## TASK BRIEF
Starting at the line that contains "<point>182,478</point>" in the listing below, write out every line word for word until you have written the line that contains "Find the black nose".

## INPUT FOR THIS TASK
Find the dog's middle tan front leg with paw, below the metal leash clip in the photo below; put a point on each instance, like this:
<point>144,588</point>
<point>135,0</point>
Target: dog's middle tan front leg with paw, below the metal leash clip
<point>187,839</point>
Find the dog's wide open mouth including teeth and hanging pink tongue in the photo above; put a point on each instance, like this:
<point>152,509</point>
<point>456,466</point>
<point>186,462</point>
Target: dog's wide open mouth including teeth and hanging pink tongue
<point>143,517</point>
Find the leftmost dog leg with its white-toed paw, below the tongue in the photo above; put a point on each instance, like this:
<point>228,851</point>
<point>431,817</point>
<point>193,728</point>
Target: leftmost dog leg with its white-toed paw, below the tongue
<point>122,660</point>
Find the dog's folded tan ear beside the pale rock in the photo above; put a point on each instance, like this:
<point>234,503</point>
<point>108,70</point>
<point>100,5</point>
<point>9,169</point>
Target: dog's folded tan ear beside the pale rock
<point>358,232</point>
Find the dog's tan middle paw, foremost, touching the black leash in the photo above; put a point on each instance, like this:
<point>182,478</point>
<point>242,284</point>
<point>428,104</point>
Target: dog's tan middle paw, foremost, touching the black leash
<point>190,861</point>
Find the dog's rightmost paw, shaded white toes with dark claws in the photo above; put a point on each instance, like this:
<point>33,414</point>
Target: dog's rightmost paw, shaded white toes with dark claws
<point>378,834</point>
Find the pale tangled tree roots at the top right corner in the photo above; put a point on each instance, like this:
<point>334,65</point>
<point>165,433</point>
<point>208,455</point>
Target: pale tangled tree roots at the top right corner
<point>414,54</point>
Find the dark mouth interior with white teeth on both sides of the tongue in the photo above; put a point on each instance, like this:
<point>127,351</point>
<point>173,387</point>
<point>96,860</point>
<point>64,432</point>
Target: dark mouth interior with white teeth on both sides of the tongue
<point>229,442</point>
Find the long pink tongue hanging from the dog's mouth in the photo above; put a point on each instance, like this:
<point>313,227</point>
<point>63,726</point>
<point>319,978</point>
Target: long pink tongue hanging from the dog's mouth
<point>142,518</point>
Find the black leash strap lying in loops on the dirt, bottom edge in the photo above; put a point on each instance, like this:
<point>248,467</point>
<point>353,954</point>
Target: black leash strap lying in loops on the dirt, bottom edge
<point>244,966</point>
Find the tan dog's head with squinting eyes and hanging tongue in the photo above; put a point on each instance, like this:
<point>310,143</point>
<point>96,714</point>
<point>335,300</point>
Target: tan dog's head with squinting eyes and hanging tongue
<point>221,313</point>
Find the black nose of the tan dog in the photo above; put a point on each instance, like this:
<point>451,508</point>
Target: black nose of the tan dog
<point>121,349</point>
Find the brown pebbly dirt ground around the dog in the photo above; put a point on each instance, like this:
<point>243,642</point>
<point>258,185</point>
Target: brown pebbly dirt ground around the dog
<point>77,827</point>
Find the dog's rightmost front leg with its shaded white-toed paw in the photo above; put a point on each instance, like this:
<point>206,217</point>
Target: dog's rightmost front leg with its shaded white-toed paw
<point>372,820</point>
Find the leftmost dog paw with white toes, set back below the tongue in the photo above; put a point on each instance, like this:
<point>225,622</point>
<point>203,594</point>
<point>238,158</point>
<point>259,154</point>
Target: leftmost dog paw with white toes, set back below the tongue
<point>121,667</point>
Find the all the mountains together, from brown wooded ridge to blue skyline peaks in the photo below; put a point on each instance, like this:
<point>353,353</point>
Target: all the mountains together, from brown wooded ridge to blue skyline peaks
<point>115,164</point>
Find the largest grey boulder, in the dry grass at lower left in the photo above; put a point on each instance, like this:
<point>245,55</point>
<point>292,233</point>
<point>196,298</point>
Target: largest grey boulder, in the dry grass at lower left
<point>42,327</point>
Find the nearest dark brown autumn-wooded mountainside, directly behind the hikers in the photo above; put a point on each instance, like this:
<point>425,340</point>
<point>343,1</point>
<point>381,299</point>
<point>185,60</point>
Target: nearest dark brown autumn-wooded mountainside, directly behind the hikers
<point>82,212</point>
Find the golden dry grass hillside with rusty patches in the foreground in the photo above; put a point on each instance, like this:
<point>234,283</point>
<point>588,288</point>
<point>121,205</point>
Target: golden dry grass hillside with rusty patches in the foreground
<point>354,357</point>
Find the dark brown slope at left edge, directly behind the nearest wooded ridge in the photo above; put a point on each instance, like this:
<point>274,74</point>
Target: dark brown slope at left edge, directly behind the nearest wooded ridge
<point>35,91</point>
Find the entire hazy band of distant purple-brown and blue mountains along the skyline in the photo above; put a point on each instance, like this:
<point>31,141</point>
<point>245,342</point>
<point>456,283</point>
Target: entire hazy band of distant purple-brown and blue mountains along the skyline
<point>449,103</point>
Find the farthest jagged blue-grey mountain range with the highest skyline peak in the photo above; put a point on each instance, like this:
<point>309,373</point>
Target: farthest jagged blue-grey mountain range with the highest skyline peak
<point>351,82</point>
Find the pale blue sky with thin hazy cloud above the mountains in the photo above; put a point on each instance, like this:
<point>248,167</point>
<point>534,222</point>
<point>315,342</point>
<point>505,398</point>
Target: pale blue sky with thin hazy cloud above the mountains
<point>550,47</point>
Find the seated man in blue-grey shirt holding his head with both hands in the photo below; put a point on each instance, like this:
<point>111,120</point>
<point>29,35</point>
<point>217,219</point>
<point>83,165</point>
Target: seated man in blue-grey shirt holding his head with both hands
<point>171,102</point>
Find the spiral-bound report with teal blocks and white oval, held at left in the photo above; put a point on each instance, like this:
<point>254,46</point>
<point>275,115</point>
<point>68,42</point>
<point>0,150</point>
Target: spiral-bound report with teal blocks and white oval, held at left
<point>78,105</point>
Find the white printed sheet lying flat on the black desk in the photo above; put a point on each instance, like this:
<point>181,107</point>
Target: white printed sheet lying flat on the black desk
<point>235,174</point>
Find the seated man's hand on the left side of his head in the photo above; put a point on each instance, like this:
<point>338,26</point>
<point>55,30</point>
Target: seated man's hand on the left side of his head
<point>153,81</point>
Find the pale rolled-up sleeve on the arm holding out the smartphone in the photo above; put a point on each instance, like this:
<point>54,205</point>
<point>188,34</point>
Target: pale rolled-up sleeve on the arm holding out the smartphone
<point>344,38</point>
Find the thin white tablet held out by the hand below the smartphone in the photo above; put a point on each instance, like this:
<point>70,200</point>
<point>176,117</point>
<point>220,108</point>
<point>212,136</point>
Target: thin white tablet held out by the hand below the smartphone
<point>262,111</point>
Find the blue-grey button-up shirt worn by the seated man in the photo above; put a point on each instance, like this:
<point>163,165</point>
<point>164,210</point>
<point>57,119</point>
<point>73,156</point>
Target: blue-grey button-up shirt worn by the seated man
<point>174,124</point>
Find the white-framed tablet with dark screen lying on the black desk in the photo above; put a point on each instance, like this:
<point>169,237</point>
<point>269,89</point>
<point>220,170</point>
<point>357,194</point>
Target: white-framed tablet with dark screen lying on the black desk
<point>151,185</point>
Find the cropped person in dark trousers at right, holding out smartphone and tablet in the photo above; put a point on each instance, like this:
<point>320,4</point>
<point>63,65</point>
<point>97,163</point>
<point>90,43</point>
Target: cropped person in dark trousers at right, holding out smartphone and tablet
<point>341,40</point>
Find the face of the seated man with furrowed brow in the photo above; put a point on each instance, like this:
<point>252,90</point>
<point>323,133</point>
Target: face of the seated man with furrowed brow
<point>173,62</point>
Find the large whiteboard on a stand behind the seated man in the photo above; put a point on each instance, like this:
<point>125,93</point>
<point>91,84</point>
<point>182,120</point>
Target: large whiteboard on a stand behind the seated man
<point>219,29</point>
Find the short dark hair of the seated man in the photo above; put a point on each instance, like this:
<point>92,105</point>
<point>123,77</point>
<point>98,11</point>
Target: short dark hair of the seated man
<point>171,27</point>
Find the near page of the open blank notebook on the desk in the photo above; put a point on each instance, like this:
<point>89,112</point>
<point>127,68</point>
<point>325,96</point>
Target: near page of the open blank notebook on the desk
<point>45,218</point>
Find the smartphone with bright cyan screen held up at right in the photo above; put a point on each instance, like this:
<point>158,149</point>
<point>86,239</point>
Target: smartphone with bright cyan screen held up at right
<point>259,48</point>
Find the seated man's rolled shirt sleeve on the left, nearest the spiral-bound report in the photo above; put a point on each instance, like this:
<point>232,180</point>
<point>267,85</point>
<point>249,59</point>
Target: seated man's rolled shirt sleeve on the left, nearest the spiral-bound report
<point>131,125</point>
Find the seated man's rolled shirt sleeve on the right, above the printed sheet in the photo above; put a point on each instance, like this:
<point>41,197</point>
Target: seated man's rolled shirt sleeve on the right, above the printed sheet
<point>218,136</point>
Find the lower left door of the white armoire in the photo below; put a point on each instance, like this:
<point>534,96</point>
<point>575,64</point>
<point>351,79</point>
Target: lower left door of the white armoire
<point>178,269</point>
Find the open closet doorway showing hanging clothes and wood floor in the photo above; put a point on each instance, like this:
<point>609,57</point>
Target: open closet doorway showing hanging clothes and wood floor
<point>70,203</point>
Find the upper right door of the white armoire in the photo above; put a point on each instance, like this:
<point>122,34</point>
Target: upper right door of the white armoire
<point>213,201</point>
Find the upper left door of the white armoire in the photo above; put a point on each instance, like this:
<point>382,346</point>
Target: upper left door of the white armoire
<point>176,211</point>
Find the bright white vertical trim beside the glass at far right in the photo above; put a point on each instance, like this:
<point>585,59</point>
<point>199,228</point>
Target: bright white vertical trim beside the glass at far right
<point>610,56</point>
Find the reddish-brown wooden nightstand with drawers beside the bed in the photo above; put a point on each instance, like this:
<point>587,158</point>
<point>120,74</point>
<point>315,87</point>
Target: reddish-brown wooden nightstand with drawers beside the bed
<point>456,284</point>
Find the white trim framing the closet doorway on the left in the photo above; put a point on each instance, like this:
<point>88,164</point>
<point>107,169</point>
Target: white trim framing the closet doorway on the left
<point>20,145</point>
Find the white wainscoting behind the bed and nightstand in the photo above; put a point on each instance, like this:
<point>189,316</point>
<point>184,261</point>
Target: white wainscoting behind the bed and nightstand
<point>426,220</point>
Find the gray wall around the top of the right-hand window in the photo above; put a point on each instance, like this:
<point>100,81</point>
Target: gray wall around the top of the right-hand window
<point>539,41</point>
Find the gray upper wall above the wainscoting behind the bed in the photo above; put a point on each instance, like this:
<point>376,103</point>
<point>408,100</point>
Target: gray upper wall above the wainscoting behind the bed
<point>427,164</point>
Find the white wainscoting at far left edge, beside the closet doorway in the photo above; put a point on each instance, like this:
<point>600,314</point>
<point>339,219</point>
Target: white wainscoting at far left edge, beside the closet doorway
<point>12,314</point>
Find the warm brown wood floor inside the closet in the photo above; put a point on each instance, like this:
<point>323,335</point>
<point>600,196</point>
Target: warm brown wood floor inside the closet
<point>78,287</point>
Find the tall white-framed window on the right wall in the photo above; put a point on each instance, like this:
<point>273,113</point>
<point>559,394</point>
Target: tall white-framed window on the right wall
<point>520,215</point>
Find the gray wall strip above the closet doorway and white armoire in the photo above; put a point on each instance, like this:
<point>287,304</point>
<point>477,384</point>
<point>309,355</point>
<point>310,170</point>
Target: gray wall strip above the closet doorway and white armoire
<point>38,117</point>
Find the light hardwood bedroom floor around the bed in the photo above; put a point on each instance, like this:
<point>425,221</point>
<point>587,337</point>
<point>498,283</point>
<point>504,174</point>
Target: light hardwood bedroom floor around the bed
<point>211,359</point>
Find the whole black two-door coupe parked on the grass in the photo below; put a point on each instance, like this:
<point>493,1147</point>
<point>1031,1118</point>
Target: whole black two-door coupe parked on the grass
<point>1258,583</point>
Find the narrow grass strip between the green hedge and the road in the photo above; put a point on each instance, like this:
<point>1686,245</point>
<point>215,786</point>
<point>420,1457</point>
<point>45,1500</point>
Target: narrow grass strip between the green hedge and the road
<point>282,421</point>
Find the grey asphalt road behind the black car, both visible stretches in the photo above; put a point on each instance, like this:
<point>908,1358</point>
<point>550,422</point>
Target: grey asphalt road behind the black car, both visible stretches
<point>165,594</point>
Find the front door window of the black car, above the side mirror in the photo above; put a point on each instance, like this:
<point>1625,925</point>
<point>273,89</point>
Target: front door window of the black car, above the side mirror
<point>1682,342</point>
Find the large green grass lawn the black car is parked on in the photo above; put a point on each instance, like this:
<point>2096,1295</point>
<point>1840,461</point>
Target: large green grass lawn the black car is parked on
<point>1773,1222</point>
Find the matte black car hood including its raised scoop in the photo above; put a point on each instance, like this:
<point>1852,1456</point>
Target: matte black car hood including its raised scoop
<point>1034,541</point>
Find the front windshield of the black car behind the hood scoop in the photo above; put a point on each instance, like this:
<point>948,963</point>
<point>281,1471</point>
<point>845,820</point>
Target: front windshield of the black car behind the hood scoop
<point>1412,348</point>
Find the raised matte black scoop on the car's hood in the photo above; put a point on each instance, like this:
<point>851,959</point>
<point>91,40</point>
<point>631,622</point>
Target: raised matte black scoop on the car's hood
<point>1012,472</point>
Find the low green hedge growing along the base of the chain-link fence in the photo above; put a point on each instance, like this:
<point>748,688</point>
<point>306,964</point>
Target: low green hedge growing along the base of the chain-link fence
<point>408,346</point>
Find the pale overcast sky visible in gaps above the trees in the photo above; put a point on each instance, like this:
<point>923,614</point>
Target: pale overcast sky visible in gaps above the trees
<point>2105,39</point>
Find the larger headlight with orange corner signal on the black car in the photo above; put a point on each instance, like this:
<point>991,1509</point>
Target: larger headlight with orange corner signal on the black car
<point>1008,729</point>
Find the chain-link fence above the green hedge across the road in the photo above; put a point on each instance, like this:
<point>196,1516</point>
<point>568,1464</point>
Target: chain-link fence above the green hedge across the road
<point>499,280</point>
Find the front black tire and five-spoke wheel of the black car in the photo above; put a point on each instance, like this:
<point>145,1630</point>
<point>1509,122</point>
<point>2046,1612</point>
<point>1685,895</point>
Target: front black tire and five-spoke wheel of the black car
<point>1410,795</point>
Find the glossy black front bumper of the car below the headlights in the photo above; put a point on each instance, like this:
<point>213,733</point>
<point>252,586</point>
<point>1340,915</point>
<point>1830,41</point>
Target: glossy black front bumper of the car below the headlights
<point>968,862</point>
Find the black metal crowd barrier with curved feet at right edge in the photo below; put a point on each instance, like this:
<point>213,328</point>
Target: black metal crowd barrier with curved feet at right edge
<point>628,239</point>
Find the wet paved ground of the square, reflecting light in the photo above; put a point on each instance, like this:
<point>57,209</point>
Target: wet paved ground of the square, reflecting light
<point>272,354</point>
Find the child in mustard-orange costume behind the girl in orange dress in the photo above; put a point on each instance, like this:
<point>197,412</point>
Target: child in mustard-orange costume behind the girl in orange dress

## TASK RESULT
<point>182,478</point>
<point>242,284</point>
<point>428,104</point>
Target: dog's tan middle paw, foremost, touching the black leash
<point>190,861</point>
Find the dog's rightmost paw, shaded white toes with dark claws in the photo above; put a point on each instance, like this:
<point>33,414</point>
Target: dog's rightmost paw, shaded white toes with dark claws
<point>378,834</point>
Find the pale tangled tree roots at the top right corner in the photo above; put a point on each instance, like this:
<point>334,65</point>
<point>165,433</point>
<point>208,455</point>
Target: pale tangled tree roots at the top right corner
<point>414,54</point>
Find the dark mouth interior with white teeth on both sides of the tongue in the photo above; put a point on each instance, like this:
<point>127,351</point>
<point>173,387</point>
<point>96,860</point>
<point>64,432</point>
Target: dark mouth interior with white teeth on both sides of the tongue
<point>229,442</point>
Find the long pink tongue hanging from the dog's mouth in the photo above; put a point on each instance, like this:
<point>313,227</point>
<point>63,726</point>
<point>319,978</point>
Target: long pink tongue hanging from the dog's mouth
<point>142,518</point>
Find the black leash strap lying in loops on the dirt, bottom edge in the photo above; put a point on each instance, like this:
<point>248,467</point>
<point>353,954</point>
Target: black leash strap lying in loops on the dirt, bottom edge
<point>244,966</point>
Find the tan dog's head with squinting eyes and hanging tongue in the photo above; put a point on each instance, like this:
<point>310,143</point>
<point>96,714</point>
<point>335,300</point>
Target: tan dog's head with squinting eyes and hanging tongue
<point>221,313</point>
Find the black nose of the tan dog in the photo above; put a point on each instance, like this:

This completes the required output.